> _Set problem_: All records must be quoted exactly. Omit the pictures.
-- begin Dataset --
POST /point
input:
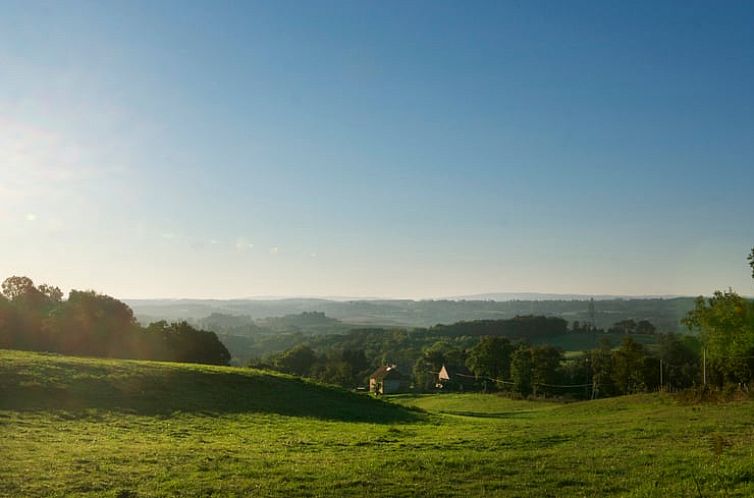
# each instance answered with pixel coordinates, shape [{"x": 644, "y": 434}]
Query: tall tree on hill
[
  {"x": 601, "y": 367},
  {"x": 491, "y": 357},
  {"x": 521, "y": 370},
  {"x": 680, "y": 360},
  {"x": 93, "y": 324},
  {"x": 629, "y": 365},
  {"x": 546, "y": 362},
  {"x": 726, "y": 325},
  {"x": 30, "y": 307}
]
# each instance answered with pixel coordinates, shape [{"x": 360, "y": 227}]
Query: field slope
[{"x": 85, "y": 427}]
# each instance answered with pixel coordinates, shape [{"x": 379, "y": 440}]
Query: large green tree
[{"x": 491, "y": 357}]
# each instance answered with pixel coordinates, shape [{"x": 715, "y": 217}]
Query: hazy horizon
[{"x": 400, "y": 150}]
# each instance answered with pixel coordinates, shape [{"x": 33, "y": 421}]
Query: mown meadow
[{"x": 91, "y": 427}]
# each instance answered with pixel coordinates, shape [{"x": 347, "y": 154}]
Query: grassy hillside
[{"x": 81, "y": 427}]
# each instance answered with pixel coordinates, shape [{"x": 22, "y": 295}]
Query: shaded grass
[
  {"x": 31, "y": 382},
  {"x": 465, "y": 445}
]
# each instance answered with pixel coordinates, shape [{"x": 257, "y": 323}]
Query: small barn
[
  {"x": 450, "y": 379},
  {"x": 387, "y": 380}
]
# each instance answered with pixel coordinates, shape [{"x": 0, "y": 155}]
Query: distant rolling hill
[{"x": 665, "y": 313}]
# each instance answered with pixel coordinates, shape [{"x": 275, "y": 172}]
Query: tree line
[
  {"x": 495, "y": 354},
  {"x": 87, "y": 323}
]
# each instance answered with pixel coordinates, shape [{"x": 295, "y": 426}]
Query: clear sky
[{"x": 394, "y": 149}]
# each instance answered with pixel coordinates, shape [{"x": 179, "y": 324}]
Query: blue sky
[{"x": 396, "y": 149}]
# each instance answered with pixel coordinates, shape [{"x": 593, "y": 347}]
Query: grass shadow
[{"x": 46, "y": 382}]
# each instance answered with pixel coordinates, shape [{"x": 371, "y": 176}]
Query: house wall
[{"x": 390, "y": 386}]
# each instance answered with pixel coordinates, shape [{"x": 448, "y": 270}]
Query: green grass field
[{"x": 85, "y": 427}]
-- end Dataset --
> _Complete answer_:
POST /point
input:
# each instance answered with pixel coordinates, shape [{"x": 644, "y": 434}]
Query: tall tree on hill
[
  {"x": 601, "y": 367},
  {"x": 491, "y": 357},
  {"x": 521, "y": 370},
  {"x": 680, "y": 360},
  {"x": 93, "y": 324},
  {"x": 629, "y": 365},
  {"x": 546, "y": 362},
  {"x": 726, "y": 325},
  {"x": 30, "y": 307}
]
# each instance answered with pixel coordinates, shape [{"x": 360, "y": 227}]
Query: field slope
[{"x": 85, "y": 427}]
# each instance answered with pixel coordinates, shape [{"x": 379, "y": 440}]
Query: large green tree
[{"x": 491, "y": 357}]
# each instance answered with pixel coordinates, shape [{"x": 715, "y": 217}]
Query: hazy horizon
[{"x": 400, "y": 150}]
# each instance answered with pixel coordinates, shape [{"x": 33, "y": 421}]
Query: mown meadow
[{"x": 91, "y": 427}]
# each instance answered with pixel coordinates, shape [{"x": 347, "y": 154}]
Query: grassy hillside
[{"x": 81, "y": 427}]
# each instance answered with pixel coordinates, shape [{"x": 22, "y": 295}]
Query: shaded grass
[
  {"x": 31, "y": 382},
  {"x": 465, "y": 445}
]
# each instance answered with pixel coordinates, shape [{"x": 257, "y": 323}]
Query: small barn
[
  {"x": 450, "y": 379},
  {"x": 387, "y": 380}
]
# each instance answered with pixel coordinates, shape [{"x": 0, "y": 155}]
Query: distant rolling hill
[{"x": 665, "y": 313}]
# each instance answered with pixel coordinates, shape [{"x": 275, "y": 172}]
Query: tree line
[
  {"x": 495, "y": 354},
  {"x": 87, "y": 323}
]
# each instance answered with pixel coordinates, shape [{"x": 295, "y": 426}]
Query: clear sky
[{"x": 394, "y": 149}]
# each instance answered with pixel coordinates, shape [{"x": 179, "y": 324}]
Query: blue sky
[{"x": 396, "y": 149}]
# each instance answered with pixel coordinates, shape [{"x": 593, "y": 347}]
Query: grass shadow
[{"x": 46, "y": 382}]
# each instance answered with pixel coordinates, shape [{"x": 371, "y": 176}]
Query: house wall
[{"x": 390, "y": 386}]
# each instance answered with pixel coordinates, shape [{"x": 448, "y": 270}]
Query: green grass field
[{"x": 85, "y": 427}]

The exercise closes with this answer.